Location identification entries
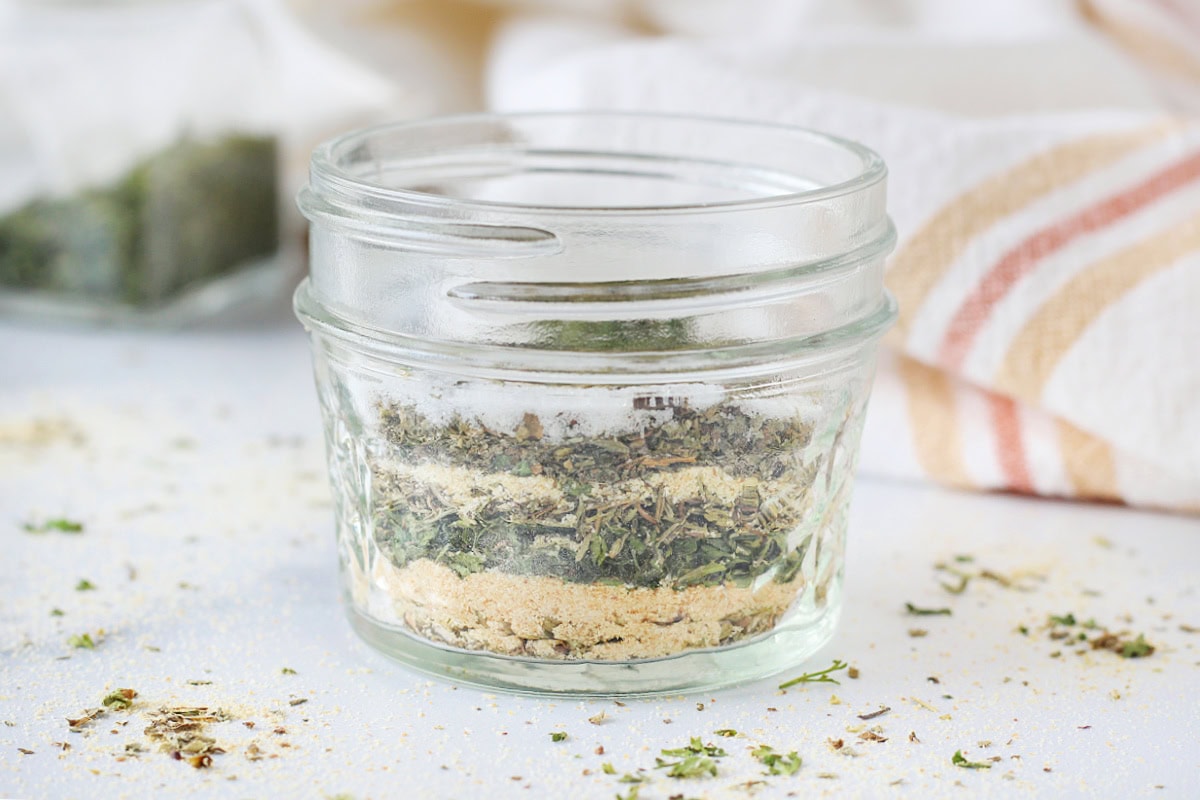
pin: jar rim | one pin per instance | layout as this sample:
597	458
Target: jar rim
328	173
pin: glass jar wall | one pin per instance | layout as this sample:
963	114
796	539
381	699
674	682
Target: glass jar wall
592	388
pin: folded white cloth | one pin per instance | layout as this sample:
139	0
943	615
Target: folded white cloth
1045	182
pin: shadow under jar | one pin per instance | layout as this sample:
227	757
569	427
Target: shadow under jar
593	385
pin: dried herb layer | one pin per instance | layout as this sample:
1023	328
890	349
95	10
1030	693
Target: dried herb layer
703	498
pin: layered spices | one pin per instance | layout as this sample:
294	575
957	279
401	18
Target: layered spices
679	525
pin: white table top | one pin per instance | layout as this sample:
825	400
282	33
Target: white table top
195	462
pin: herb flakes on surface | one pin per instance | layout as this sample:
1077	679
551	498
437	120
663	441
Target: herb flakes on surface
82	641
119	698
777	763
819	677
60	524
959	759
915	611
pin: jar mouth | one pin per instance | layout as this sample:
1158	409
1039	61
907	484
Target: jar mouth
828	350
461	162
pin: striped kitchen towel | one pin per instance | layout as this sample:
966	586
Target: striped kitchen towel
1045	182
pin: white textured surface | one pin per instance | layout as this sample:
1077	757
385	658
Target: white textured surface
198	462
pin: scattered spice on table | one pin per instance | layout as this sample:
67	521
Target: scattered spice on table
119	698
881	711
60	524
959	759
82	641
927	612
819	677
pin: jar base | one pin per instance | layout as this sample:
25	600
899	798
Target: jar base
786	647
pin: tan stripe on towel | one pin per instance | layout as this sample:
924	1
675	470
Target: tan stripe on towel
1089	463
1047	337
1152	48
934	422
1020	260
924	258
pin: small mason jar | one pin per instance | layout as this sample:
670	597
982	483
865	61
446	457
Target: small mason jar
593	385
138	160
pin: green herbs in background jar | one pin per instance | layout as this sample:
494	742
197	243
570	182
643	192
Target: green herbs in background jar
181	217
682	523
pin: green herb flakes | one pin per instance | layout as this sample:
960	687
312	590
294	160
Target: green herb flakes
959	759
820	677
777	763
696	746
82	641
1137	649
119	698
927	612
59	524
689	767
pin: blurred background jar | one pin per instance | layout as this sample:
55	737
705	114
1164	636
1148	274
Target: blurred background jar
139	160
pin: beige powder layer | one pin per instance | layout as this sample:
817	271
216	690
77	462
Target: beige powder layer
551	618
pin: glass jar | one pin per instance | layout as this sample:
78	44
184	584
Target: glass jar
138	158
592	386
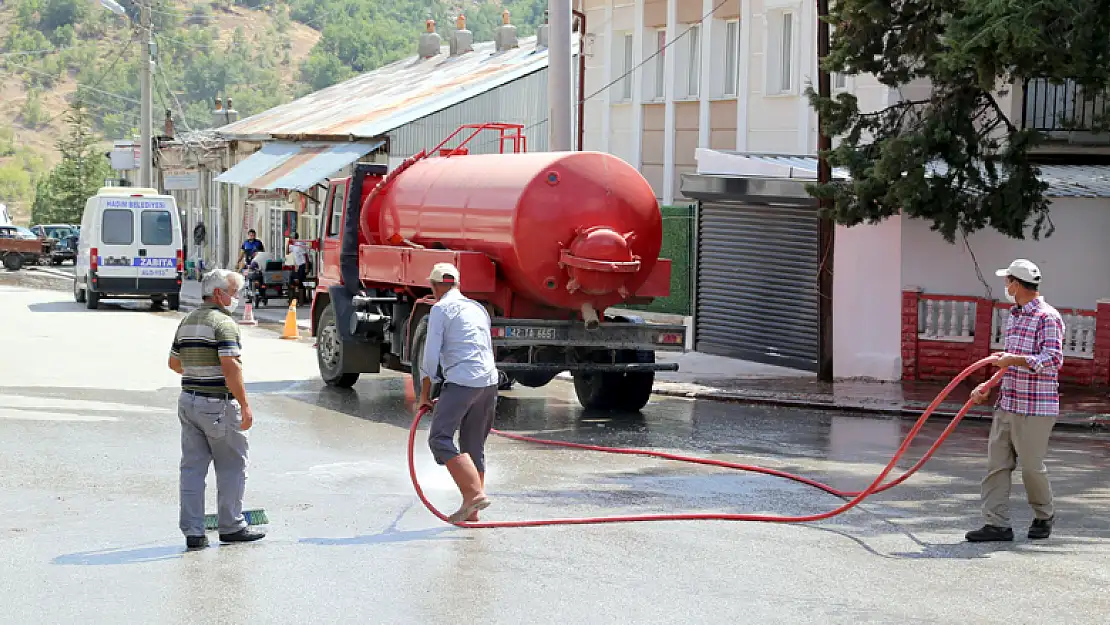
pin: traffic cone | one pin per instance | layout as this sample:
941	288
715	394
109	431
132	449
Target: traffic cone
249	315
290	330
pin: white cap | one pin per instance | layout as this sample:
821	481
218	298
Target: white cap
1022	270
444	272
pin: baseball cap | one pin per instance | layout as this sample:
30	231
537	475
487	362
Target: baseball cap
444	272
1021	269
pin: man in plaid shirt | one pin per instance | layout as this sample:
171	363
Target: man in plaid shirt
1028	404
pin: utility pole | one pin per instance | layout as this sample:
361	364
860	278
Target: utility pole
559	70
826	229
145	173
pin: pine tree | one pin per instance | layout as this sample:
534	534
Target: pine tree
954	158
61	195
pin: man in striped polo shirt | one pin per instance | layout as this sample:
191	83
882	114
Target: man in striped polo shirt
213	411
1028	405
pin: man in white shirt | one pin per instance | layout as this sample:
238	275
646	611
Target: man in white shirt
460	343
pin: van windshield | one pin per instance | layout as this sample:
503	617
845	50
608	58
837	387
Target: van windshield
118	228
157	228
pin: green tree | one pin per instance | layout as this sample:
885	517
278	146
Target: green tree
954	157
61	195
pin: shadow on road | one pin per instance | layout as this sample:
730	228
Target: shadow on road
391	534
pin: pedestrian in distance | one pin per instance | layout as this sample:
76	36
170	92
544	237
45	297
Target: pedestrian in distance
214	412
460	343
249	249
1027	409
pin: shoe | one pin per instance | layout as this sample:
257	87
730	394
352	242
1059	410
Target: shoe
1041	528
195	542
474	515
990	534
470	484
244	535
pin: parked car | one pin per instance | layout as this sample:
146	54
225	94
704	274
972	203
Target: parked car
66	235
19	247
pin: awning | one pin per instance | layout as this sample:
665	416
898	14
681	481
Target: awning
295	167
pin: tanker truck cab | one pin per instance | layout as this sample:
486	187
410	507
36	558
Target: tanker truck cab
130	247
545	264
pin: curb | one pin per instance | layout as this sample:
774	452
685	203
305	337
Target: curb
1067	420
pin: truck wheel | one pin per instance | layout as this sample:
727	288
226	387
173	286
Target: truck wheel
13	261
617	391
420	336
91	300
330	352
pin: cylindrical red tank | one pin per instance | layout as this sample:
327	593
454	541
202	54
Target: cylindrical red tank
564	228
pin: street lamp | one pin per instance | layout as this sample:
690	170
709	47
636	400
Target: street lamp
145	100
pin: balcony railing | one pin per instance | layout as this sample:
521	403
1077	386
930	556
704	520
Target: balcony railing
1062	108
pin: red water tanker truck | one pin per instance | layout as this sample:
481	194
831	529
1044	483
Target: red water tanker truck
546	241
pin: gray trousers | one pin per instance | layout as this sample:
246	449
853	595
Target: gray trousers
466	410
211	432
1017	439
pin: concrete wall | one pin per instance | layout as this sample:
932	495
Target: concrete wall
867	301
1073	260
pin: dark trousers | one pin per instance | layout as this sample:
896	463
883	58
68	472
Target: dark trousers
467	411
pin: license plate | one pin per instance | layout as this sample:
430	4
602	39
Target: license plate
537	333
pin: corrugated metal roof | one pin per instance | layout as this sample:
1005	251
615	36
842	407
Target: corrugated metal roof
1063	181
387	98
294	165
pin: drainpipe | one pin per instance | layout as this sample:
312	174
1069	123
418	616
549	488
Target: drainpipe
582	74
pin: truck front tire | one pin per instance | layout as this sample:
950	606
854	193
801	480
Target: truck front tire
13	261
330	352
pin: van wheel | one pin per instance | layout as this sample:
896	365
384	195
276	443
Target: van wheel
13	261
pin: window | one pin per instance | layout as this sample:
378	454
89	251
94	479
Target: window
337	200
839	81
694	70
155	228
661	78
626	68
780	57
786	81
118	228
732	57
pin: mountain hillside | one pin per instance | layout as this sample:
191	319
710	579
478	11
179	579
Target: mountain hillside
259	52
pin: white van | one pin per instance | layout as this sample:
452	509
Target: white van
130	247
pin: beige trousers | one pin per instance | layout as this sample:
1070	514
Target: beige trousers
1025	437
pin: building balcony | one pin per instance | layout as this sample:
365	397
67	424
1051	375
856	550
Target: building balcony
1065	113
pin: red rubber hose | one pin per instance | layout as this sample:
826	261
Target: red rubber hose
856	496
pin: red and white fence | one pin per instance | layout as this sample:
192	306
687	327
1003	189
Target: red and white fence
942	334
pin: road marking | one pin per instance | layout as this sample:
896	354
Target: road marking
28	402
36	415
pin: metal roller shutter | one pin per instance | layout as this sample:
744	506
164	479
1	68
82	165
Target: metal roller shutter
757	283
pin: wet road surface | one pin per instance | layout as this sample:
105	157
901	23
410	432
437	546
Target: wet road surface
88	484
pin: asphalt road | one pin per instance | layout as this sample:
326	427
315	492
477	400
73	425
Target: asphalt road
88	487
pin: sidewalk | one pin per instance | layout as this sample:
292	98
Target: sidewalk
714	377
274	312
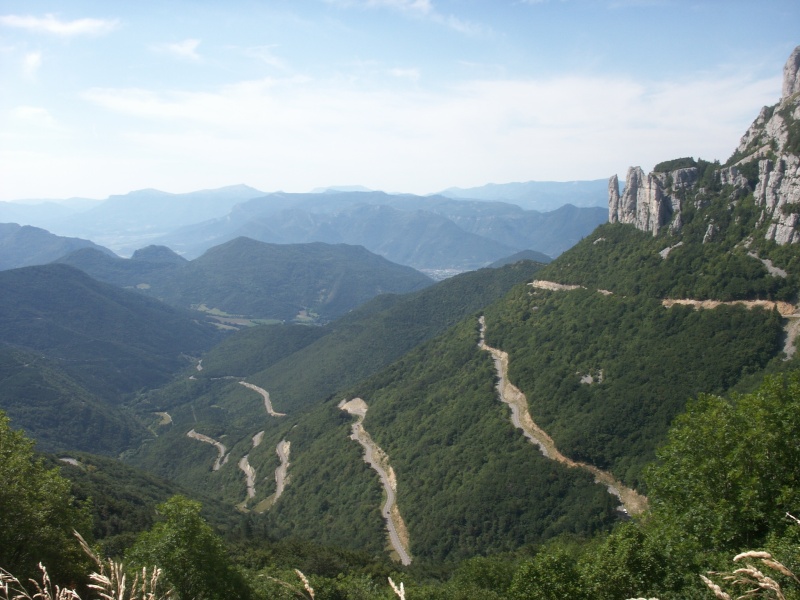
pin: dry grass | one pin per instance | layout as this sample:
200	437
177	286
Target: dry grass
109	582
750	577
400	591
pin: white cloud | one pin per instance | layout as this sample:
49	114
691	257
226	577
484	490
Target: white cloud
51	24
267	56
410	74
419	9
422	7
187	49
310	133
34	115
31	63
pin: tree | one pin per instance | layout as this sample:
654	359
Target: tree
38	514
731	468
193	558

- **What needs to be done**: Copy the records again from the line containing "pin: white cloud" through the end of the records, keeping every request line as it is. Lower each answer coordinate by 3, and leave the layout sample numbers unchanged.

- **Task solution**:
pin: white cloud | one pin per instance | layout as this sample:
49	114
691	257
226	577
484	490
Target: white cloud
48	21
264	53
407	71
416	6
419	4
184	46
307	130
31	112
28	60
pin: tree | one pin per instance | layout as this sample:
654	359
Target: tree
35	511
728	465
190	555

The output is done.